[Required work]:
In the Jake Nava biography, from which university did he graduate, and in what subject?

Jake Nava is a British director, mostly known for his work in music videos for Beyoncé, Arctic Monkeys, Adele, Britney Spears and The Rolling Stones. He also directs TV commercials, notably for Guinness and Levi Strauss & Co.

He is the older half-brother of fellow director Emil Nava.

== Early life and education ==
Nava described himself to Complex magazine as "kind of mixed in race". He was born and brought up in North London to a father of Afro-Mexican ancestry and a mother of Austrian and Dutch descent. His cousins lived in Los Angeles in the USA and he "felt a genuine bond to that American culture, and I had always loved hip-hop, which, in those days, was American music." He graduated with a degree in film from the University of Westminster.

[Source data]:
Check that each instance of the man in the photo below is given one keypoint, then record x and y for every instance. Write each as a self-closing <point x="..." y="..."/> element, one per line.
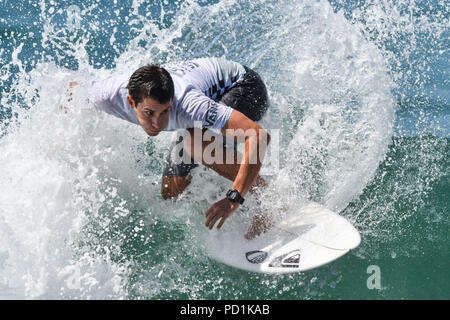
<point x="219" y="95"/>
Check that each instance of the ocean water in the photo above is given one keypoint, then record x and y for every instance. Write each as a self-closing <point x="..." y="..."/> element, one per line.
<point x="359" y="95"/>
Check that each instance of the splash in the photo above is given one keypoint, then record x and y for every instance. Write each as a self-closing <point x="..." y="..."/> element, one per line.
<point x="80" y="211"/>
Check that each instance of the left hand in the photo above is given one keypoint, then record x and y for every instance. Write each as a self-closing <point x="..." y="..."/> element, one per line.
<point x="222" y="209"/>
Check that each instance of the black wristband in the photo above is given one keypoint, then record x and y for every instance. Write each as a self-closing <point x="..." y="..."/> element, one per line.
<point x="235" y="196"/>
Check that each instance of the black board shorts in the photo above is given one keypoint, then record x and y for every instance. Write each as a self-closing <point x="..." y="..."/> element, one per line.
<point x="248" y="96"/>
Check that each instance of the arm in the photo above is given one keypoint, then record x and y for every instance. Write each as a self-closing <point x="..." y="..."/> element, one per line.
<point x="256" y="142"/>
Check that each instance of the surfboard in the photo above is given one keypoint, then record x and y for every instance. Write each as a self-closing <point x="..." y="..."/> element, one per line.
<point x="308" y="237"/>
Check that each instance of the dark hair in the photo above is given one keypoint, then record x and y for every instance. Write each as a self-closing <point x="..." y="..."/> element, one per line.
<point x="151" y="81"/>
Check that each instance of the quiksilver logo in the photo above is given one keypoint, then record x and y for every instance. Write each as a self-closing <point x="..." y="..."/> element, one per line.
<point x="288" y="260"/>
<point x="256" y="256"/>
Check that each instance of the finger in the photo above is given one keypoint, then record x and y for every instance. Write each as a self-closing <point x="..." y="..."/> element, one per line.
<point x="209" y="217"/>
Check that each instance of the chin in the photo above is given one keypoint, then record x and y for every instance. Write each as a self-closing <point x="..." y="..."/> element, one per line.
<point x="153" y="133"/>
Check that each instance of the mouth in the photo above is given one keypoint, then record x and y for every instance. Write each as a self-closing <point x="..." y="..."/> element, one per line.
<point x="153" y="131"/>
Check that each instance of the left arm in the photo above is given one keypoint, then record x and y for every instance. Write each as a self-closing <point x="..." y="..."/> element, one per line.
<point x="256" y="142"/>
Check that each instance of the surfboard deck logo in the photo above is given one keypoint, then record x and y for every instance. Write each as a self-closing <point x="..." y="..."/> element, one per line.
<point x="256" y="256"/>
<point x="287" y="260"/>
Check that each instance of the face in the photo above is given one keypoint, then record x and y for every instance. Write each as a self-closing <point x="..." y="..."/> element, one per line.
<point x="151" y="115"/>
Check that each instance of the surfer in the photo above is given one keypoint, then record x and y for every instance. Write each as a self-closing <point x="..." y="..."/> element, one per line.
<point x="210" y="96"/>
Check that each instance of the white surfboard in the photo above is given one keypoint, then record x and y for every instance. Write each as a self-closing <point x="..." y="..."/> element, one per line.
<point x="307" y="238"/>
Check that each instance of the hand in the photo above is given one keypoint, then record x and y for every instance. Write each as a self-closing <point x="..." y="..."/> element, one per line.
<point x="222" y="209"/>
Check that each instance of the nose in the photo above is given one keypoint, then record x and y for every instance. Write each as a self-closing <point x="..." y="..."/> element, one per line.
<point x="158" y="123"/>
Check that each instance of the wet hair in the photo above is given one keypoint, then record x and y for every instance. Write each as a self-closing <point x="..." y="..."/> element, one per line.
<point x="151" y="81"/>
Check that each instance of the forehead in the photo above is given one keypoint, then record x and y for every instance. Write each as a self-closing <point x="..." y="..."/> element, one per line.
<point x="152" y="104"/>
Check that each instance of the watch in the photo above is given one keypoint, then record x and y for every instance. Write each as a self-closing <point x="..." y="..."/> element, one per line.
<point x="235" y="196"/>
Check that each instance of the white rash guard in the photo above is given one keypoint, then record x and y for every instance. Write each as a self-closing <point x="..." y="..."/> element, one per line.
<point x="198" y="85"/>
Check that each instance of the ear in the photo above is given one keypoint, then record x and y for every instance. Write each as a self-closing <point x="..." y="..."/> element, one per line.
<point x="131" y="102"/>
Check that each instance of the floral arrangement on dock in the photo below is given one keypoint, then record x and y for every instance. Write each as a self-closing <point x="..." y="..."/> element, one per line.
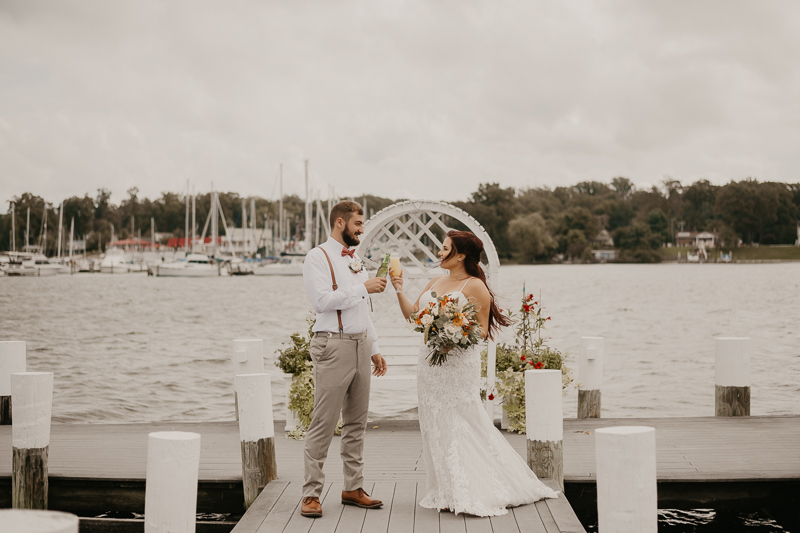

[Solution to this task]:
He graduated from the University of Westminster with a degree in film.